> [REQUIRED ACTION] Every line below that has the string "shall" needs to be copied.

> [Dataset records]

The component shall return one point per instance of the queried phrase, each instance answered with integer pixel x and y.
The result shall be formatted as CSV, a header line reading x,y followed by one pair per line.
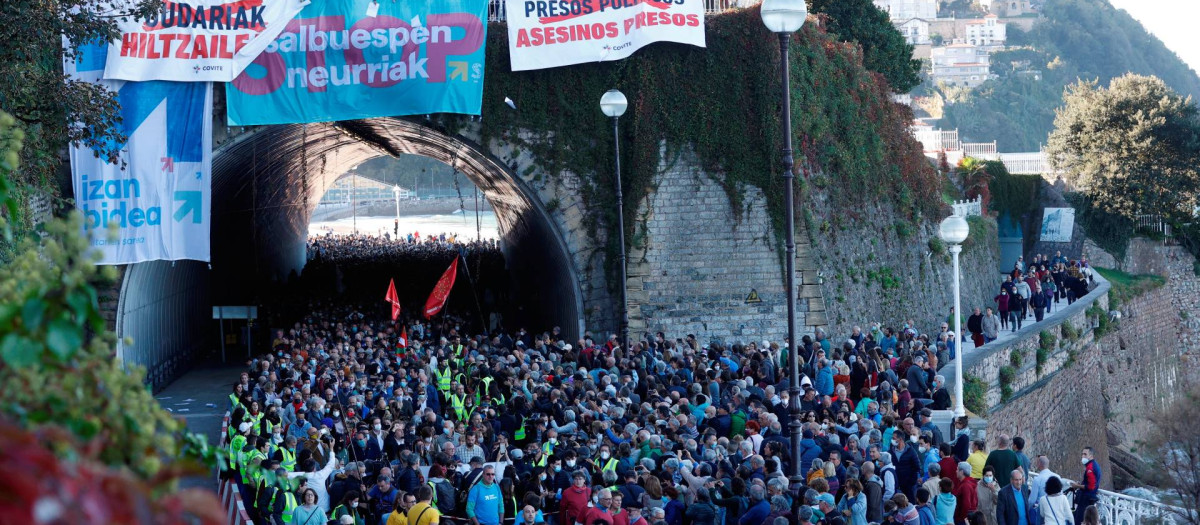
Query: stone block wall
x,y
701,259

> [REPLY TO THE EXERCISE]
The component shall return one point per instance of the queried phrase, each instance answered with integer pixel x and y.
The result shall be formatted as CSV, a header line reading x,y followed by one pair per line.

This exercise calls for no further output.